DOCUMENT
What happens if I concurrently access a single go map? [duplicate] - go

When you use a map in a program with concurrent access, is there any need to use a mutex in functions to read values?

Multiple readers, no writers is okay:
https://groups.google.com/d/msg/golang-nuts/HpLWnGTp-n8/hyUYmnWJqiQJ
One writer, no readers is okay. (Maps wouldn't be much good otherwise.)
Otherwise, if there is at least one writer and at least one more either writer or reader, then all readers and writers must use synchronization to access the map. A mutex works fine for this.

sync.Map has merged to Go master as of April 27, 2017.
This is the concurrent Map we have all been waiting for.
https://github.com/golang/go/blob/master/src/sync/map.go
https://godoc.org/sync#Map

I answered your question in this reddit thread few days ago:
In Go, maps are not thread-safe. Also, data requires locking even for
reading if, for example, there could be another goroutine that is
writing the same data (concurrently, that is).
Judging by your clarification in the comments, that there are going to be setter functions too, the answer to your question is yes, you will have to protect your reads with a mutex; you can use a RWMutex. For an example you can look at the source of the implementation of a table data structure (uses a map behind the scenes) which I wrote (actually the one linked in the reddit thread).

You could use concurrent-map to handle the concurrency pains for you.
// Create a new map.
map := cmap.NewConcurrentMap()
// Add item to map, adds "bar" under key "foo"
map.Add("foo", "bar")
// Retrieve item from map.
tmp, ok := map.Get("foo")
// Checks if item exists
if ok == true {
// Map stores items as interface{}, hence we'll have to cast.
bar := tmp.(string)
}
// Removes item under key "foo"
map.Remove("foo")

if you only have one writer, then you can probably get away with using an atomic Value. The following is adapted from https://golang.org/pkg/sync/atomic/#example_Value_readMostly (the original uses locks to protect writing, so supports multiple writers)
type Map map[string]string
var m Value
m.Store(make(Map))
read := func(key string) (val string) { // read from multiple go routines
m1 := m.Load().(Map)
return m1[key]
}
insert := func(key, val string) { // update from one go routine
m1 := m.Load().(Map) // load current value of the data structure
m2 := make(Map) // create a new map
for k, v := range m1 {
m2[k] = v // copy all data from the current object to the new one
}
m2[key] = val // do the update that we need (can delete/add/change)
m.Store(m2) // atomically replace the current object with the new one
// At this point all new readers start working with the new version.
// The old version will be garbage collected once the existing readers
// (if any) are done with it.

COLLECTED MATERIAL
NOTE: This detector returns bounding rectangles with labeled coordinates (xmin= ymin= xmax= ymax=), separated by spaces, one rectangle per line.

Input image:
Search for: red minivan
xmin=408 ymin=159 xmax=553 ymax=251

OBJECTIVES
[A] From the Go map thread, copy the passage that begins at the words "Judging by your" and stops after "Create a new map.".
[B] Answer these from the Go map thread:
(i) On what date did sync.Map merge to Go master?
(ii) Which kind of mutex does the reply about setter functions suggest using?
(iii) In the concurrent-map code, what value is added under the key "foo"?
[C] List every web address that appears in the Go map thread.
The listing is separate material with no link to the Go map thread.

SOLUTIONS PER TASK
[A]
Judging by your clarification in the comments, that there are going to be setter functions too, the answer to your question is yes, you will have to protect your reads with a mutex; you can use a RWMutex. For an example you can look at the source of the implementation of a table data structure (uses a map behind the scenes) which I wrote (actually the one linked in the reddit thread).

You could use concurrent-map to handle the concurrency pains for you.
// Create a new map.

[B]
(i) April 27, 2017
(ii) A RWMutex
(iii) "bar"

[C]
- https://groups.google.com/d/msg/golang-nuts/HpLWnGTp-n8/hyUYmnWJqiQJ
- https://github.com/golang/go/blob/master/src/sync/map.go
- https://godoc.org/sync#Map
- https://golang.org/pkg/sync/atomic/#example_Value_readMostly